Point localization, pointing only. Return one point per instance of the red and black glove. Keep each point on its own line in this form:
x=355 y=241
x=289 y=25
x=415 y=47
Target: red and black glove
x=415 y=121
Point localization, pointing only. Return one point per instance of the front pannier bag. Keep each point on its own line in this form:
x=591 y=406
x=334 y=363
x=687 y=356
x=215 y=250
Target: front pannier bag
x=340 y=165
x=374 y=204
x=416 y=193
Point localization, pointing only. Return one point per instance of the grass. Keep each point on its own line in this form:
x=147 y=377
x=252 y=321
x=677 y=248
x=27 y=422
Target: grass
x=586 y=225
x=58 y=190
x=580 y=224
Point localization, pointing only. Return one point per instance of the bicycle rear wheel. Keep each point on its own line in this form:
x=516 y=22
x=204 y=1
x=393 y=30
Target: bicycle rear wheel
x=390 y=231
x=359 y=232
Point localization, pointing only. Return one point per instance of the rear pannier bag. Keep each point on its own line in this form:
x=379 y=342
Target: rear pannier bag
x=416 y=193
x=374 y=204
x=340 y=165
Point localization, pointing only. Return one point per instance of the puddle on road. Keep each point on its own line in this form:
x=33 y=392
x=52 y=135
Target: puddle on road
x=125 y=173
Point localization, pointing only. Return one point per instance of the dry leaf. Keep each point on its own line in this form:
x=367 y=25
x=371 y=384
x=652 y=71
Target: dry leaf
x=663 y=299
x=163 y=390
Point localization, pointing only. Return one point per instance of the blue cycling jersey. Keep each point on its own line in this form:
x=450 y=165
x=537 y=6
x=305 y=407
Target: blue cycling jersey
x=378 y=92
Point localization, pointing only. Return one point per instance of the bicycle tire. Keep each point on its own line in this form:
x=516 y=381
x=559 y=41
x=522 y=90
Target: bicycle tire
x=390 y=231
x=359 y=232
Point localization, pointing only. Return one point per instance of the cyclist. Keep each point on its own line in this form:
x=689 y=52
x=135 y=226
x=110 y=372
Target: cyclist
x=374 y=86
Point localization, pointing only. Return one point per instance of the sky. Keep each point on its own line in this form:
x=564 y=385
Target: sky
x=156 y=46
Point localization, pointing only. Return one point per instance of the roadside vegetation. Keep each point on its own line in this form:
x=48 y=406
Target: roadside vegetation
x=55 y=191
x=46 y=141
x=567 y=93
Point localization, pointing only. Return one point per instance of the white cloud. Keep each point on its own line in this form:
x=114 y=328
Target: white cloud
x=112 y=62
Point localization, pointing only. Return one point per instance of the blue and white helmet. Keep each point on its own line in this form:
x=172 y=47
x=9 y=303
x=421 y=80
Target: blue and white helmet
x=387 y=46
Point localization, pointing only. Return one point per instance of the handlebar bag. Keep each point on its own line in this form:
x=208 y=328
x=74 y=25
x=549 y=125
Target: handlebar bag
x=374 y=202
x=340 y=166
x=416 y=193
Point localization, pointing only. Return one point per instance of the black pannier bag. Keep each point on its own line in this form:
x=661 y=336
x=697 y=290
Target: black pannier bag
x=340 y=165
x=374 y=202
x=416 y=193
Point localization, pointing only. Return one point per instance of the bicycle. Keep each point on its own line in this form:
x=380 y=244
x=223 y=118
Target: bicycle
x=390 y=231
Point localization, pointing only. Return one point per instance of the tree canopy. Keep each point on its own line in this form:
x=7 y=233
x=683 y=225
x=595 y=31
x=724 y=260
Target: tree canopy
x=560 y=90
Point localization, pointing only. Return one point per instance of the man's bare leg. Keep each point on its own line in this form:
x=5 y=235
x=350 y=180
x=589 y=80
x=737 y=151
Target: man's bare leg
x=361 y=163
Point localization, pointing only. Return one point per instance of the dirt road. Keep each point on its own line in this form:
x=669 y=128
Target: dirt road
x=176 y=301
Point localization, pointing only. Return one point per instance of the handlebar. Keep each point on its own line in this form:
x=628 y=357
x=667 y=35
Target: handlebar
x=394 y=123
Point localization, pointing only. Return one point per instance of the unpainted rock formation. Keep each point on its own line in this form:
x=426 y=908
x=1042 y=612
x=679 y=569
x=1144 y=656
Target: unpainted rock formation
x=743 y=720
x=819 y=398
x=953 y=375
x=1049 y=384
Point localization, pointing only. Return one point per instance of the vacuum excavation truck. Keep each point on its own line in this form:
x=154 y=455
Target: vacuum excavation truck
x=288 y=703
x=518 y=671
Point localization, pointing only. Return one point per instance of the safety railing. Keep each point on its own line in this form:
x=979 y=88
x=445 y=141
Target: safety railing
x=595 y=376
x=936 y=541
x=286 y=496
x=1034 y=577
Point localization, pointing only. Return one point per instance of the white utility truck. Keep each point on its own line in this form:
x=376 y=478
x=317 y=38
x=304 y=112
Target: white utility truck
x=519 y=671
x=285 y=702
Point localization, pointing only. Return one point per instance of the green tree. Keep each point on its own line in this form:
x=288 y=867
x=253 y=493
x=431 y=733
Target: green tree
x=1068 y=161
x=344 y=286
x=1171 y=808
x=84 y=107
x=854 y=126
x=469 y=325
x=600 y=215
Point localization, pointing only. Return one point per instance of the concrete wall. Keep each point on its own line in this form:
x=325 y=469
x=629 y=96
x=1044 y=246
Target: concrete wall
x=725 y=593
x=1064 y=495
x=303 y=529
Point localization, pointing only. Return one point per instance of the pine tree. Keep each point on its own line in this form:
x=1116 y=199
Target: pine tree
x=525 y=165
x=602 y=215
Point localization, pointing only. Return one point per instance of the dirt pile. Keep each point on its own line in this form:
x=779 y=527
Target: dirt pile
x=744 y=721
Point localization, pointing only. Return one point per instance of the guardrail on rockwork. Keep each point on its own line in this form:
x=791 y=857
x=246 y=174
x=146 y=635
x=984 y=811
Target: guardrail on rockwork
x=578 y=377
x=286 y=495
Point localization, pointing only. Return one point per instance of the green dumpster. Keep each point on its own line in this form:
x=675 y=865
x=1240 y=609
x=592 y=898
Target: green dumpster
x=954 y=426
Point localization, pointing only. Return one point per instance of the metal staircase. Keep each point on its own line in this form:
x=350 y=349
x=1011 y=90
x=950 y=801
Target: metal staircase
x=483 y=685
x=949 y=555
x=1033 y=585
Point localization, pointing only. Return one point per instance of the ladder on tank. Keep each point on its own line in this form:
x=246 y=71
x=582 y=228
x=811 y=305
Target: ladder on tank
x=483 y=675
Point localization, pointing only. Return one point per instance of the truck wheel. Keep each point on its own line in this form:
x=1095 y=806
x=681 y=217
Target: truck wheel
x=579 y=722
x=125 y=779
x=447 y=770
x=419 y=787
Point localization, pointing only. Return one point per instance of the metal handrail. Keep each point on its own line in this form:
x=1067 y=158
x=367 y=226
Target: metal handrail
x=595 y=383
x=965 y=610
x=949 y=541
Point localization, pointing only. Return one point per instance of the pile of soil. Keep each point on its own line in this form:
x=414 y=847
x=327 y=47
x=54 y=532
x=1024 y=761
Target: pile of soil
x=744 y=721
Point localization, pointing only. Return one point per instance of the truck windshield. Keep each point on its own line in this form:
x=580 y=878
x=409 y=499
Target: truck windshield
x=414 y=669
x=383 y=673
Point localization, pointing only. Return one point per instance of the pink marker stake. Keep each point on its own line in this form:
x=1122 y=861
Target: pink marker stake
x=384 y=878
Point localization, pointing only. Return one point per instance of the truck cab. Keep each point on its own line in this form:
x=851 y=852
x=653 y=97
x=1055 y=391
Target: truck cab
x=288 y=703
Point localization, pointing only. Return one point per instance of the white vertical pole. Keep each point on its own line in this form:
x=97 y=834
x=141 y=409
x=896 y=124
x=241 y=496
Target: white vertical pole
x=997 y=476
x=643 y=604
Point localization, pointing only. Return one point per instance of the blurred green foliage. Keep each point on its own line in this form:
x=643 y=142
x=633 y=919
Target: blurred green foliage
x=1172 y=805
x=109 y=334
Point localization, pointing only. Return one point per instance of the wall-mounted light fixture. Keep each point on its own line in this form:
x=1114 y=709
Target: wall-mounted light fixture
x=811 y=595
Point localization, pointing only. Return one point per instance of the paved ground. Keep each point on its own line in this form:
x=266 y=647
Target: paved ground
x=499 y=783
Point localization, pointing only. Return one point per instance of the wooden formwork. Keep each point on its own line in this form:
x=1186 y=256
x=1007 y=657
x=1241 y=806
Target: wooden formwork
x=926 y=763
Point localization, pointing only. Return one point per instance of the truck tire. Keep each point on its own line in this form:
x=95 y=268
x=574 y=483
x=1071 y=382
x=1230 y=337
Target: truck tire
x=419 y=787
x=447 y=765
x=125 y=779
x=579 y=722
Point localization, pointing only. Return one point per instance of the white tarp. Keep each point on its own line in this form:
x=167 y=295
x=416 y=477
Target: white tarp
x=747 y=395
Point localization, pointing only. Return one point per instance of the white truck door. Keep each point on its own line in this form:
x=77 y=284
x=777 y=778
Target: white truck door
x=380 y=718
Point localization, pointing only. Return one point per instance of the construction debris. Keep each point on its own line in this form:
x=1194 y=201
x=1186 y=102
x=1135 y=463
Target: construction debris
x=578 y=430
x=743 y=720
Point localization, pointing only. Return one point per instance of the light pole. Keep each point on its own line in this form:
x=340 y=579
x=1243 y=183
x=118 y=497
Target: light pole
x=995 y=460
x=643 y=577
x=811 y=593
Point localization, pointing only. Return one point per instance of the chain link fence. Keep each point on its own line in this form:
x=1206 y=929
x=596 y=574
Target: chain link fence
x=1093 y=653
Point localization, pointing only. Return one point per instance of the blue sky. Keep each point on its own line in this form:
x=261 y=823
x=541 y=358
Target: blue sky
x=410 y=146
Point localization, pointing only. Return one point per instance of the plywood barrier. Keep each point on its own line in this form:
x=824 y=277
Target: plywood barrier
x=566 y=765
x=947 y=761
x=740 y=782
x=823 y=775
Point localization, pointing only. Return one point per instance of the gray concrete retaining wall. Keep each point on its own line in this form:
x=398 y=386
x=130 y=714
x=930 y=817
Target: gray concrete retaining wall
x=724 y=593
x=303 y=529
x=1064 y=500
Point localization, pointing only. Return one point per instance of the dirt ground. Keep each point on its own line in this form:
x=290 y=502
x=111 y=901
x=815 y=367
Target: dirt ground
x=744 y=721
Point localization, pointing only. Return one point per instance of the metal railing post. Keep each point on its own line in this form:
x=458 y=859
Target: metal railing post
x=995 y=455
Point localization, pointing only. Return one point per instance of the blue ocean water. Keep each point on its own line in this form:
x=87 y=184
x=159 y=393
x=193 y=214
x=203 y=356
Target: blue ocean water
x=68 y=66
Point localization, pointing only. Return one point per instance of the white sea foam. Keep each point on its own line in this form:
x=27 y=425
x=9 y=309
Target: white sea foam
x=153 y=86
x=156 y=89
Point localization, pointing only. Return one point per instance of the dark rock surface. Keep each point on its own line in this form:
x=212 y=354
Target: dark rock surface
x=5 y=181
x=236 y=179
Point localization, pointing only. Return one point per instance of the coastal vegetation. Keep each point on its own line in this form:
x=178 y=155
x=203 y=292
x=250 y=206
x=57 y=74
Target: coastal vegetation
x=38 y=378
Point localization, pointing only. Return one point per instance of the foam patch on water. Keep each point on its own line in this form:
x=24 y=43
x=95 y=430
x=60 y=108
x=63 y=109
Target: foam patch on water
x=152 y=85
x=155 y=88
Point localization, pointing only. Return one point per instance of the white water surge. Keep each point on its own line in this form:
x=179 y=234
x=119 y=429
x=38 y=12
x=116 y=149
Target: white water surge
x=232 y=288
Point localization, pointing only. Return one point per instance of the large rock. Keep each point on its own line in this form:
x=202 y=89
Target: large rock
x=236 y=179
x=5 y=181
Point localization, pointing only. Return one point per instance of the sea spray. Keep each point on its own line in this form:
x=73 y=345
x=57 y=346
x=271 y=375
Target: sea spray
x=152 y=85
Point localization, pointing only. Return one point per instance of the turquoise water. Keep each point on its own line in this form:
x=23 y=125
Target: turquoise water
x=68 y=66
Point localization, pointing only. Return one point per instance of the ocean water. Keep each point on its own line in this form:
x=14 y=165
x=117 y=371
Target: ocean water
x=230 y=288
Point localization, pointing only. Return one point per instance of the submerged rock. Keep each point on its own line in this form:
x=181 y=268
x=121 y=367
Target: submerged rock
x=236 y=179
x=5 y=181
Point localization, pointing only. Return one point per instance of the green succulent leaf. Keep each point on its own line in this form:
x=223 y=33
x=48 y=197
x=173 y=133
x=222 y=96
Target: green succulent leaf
·····
What this task involves - Copy exactly the line containing "Target: turquoise water" and each line after it through the end of the records above.

Solution -
Target: turquoise water
x=68 y=66
Point localization, pointing only. Return one point per instance of the ocean water. Keep each point on its own line in this form:
x=14 y=165
x=117 y=371
Target: ocean water
x=230 y=288
Point localization, pointing only. Return one point per instance of the submerged rock. Keep each point on its own line in this form:
x=181 y=268
x=121 y=367
Target: submerged rock
x=236 y=179
x=5 y=181
Point localization, pointing only. Return one point per instance of the green succulent leaf. Keep each point on its own line in this form:
x=223 y=33
x=48 y=197
x=173 y=133
x=222 y=96
Target: green succulent leaf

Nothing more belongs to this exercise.